=== SET TASK ===
Below are records; transcribe only the line with "Q: Provide one point on every instance of the blue" and those after it, through the last line, without any change.

=== LISTED ENTRIES ===
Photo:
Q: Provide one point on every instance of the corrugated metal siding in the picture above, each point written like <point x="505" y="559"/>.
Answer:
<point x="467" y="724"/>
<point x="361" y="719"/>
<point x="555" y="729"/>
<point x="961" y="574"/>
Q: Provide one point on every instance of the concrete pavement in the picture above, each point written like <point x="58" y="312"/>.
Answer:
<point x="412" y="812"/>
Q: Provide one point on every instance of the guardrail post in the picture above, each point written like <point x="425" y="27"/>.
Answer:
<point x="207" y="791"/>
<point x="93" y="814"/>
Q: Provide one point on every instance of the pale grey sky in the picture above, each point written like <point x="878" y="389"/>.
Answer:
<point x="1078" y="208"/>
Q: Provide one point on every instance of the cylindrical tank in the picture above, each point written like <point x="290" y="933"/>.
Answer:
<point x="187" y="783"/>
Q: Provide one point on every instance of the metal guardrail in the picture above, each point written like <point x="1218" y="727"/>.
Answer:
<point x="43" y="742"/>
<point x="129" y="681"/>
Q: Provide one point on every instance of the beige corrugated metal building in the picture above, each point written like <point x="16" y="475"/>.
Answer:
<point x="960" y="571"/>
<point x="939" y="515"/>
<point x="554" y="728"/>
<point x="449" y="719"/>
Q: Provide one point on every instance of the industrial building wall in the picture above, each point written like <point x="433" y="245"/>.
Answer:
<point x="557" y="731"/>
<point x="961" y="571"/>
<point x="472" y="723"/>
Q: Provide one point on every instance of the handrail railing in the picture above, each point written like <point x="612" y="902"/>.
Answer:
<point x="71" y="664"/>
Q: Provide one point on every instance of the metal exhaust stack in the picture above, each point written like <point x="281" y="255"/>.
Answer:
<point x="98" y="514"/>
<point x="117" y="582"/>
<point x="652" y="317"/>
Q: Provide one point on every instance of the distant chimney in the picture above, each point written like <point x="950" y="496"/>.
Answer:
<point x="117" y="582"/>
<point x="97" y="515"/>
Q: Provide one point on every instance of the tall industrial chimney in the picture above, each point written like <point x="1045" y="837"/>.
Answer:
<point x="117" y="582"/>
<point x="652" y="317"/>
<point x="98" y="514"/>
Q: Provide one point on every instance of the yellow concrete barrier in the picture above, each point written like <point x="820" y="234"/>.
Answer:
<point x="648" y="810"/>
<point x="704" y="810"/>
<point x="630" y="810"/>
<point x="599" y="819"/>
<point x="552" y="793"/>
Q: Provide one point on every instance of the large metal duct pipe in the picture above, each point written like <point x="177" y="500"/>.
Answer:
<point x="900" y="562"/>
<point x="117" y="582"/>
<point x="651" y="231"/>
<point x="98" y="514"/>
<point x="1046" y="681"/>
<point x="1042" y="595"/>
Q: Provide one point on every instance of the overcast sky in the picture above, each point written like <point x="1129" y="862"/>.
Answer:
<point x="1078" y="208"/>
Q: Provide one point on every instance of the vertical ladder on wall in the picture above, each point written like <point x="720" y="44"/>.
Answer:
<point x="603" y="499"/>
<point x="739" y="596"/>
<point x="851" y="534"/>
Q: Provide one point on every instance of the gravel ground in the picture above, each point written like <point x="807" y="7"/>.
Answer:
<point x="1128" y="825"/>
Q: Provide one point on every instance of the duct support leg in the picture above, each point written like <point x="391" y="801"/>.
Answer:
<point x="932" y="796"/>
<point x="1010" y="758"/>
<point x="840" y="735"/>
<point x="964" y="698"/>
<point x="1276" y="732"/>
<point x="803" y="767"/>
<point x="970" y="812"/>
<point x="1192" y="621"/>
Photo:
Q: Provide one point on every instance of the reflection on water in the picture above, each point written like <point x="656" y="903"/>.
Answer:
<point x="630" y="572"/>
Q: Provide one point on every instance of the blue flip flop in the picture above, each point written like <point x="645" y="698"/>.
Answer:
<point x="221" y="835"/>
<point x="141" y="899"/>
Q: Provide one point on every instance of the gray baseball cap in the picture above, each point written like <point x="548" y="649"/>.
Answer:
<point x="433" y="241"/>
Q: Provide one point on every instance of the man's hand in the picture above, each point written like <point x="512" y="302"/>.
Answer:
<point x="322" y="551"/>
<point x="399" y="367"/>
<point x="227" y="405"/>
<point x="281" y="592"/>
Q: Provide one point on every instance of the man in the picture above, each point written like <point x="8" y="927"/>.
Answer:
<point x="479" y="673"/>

=== OUTPUT BELOW ===
Q: Provide one point on every instance of the blue flip flop in the picture above, each point written like <point x="645" y="698"/>.
Answer:
<point x="221" y="835"/>
<point x="141" y="899"/>
Q: Provide one point on every instance of the gray baseball cap in the picture above, each point written like <point x="548" y="649"/>.
Answer:
<point x="433" y="241"/>
Q: Provide one point on every instance of the man's hand in the picture above, each point written like <point x="512" y="302"/>.
Answer:
<point x="322" y="551"/>
<point x="399" y="367"/>
<point x="227" y="405"/>
<point x="281" y="592"/>
Q: Provide one point on every instance of the man in the picture above, each point written like <point x="8" y="927"/>.
Answer:
<point x="479" y="673"/>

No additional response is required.